__Exercise instructions__
In the lines below, count those containing the word "instance" and give the number alone.

[Task data]

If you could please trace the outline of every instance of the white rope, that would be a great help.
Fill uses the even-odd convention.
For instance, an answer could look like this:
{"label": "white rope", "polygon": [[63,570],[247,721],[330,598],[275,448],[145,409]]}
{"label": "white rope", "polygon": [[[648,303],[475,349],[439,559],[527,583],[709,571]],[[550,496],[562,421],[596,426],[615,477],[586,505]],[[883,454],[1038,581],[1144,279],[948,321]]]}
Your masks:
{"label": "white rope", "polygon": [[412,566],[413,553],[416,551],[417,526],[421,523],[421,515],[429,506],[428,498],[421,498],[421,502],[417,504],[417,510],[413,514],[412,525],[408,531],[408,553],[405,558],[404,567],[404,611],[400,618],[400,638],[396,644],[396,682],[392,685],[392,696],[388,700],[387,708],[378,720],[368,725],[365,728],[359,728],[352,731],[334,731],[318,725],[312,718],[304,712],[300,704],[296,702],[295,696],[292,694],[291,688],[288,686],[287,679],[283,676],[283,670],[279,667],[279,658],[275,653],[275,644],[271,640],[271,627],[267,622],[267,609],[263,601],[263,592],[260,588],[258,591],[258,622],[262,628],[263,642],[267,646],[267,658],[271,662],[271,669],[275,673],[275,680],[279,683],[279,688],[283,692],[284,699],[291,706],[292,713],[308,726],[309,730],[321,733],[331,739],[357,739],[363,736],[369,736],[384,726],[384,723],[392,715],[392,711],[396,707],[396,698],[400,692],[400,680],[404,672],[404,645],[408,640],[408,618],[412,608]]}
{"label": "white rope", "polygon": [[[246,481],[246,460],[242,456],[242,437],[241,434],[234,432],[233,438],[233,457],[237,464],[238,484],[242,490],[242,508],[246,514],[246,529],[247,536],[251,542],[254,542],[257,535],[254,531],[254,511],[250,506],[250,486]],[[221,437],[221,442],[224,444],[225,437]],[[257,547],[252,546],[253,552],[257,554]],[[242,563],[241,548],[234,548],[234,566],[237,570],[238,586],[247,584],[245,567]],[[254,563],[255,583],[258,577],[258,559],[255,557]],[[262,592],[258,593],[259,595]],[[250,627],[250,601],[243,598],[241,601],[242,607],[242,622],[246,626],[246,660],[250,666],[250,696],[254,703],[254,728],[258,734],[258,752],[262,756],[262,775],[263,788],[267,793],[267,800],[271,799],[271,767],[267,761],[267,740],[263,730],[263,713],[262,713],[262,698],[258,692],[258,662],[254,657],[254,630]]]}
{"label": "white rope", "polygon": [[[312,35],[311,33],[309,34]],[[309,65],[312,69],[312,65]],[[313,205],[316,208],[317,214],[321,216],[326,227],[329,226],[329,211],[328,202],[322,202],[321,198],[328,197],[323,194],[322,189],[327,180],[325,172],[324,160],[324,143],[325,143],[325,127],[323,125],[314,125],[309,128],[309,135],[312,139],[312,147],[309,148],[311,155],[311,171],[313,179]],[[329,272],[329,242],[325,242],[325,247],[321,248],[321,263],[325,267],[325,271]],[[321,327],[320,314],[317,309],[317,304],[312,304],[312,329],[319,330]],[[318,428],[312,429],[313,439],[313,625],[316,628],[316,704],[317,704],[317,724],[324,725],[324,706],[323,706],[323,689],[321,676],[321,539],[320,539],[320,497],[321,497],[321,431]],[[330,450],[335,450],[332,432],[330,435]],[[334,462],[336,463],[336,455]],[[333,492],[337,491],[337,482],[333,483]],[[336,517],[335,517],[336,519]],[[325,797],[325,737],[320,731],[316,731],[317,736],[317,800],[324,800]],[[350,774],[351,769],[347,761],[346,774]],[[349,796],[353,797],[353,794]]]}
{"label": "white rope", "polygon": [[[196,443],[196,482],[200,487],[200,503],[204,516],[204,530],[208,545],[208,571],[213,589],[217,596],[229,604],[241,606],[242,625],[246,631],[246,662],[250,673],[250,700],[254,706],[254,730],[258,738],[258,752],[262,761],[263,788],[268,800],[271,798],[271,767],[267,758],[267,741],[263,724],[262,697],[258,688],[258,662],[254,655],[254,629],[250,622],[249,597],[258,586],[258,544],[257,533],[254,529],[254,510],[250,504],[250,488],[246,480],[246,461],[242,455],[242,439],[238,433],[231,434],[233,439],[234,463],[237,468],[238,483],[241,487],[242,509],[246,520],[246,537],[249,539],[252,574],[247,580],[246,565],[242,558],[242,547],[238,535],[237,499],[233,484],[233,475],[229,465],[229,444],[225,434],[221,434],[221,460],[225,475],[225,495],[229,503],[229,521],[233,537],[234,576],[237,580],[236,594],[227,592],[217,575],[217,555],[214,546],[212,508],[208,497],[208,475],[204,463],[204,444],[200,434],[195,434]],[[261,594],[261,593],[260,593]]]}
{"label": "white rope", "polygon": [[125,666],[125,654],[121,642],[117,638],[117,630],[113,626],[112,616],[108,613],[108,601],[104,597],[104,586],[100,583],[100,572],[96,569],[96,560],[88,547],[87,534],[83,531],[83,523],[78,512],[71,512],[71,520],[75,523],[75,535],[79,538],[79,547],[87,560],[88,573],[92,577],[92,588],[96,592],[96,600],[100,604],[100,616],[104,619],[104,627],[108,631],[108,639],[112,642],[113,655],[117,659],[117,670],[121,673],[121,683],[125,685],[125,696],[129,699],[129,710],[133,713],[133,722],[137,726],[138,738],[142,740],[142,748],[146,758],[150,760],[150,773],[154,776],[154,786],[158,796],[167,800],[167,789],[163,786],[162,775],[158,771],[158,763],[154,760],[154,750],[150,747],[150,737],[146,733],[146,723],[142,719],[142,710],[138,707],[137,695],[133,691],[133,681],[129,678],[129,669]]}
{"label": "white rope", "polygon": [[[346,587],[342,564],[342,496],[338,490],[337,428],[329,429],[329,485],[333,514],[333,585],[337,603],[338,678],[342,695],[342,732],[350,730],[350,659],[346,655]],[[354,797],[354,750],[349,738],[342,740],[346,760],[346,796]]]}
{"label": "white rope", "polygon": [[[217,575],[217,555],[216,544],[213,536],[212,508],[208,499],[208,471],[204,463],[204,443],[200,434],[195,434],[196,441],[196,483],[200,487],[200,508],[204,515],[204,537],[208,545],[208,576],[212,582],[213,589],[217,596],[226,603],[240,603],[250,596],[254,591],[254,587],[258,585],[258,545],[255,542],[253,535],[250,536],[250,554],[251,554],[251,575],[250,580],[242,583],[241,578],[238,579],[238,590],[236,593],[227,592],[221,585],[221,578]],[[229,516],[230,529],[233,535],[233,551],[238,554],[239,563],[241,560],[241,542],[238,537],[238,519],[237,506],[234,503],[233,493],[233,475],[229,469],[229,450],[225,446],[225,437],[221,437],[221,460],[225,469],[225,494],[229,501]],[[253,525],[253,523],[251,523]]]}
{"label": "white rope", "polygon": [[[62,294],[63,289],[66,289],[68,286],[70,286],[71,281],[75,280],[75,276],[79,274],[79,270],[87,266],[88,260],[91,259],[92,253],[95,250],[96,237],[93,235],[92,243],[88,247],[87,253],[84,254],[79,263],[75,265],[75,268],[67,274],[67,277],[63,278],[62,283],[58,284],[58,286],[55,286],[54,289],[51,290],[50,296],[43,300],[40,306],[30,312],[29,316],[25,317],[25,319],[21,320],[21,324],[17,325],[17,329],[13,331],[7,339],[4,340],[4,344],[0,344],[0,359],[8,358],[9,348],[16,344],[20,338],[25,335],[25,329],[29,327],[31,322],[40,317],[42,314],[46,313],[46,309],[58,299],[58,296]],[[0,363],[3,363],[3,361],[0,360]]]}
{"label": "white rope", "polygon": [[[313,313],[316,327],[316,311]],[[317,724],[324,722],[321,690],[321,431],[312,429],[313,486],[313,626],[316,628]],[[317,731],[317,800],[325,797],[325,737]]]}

[/Task data]

__Answer for the task__
2